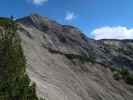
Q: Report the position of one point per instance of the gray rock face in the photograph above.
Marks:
(66, 65)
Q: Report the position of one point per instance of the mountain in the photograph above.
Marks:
(67, 65)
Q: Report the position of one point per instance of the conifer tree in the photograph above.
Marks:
(14, 82)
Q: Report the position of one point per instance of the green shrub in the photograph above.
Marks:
(14, 82)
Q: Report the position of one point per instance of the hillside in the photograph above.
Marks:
(66, 65)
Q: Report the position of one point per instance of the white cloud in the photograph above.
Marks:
(70, 16)
(119, 32)
(39, 2)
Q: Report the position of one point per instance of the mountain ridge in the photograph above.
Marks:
(56, 57)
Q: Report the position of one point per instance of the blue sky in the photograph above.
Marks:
(97, 18)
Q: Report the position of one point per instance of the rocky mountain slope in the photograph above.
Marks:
(66, 65)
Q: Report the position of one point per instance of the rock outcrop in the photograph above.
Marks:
(66, 65)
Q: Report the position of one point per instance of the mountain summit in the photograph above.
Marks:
(67, 65)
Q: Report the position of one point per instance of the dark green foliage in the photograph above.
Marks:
(124, 74)
(14, 82)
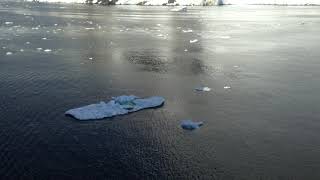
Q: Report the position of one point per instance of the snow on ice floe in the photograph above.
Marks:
(194, 41)
(190, 125)
(204, 89)
(8, 23)
(47, 50)
(196, 2)
(187, 31)
(179, 9)
(117, 106)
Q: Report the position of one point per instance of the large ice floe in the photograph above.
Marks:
(195, 2)
(117, 106)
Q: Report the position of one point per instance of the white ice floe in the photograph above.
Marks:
(179, 9)
(187, 31)
(190, 125)
(223, 37)
(47, 50)
(204, 89)
(117, 106)
(196, 2)
(8, 23)
(194, 41)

--- --- ---

▶ _Work instructions_
Return, word for word, the lines from the one containing "white ice floe in the photograph above." through the final line above.

▶ _Correct response_
Q: Report the position of one point per instance of the white ice floe in the photograph above.
Marks:
(179, 9)
(187, 31)
(190, 125)
(223, 37)
(47, 50)
(204, 89)
(117, 106)
(196, 2)
(8, 23)
(194, 41)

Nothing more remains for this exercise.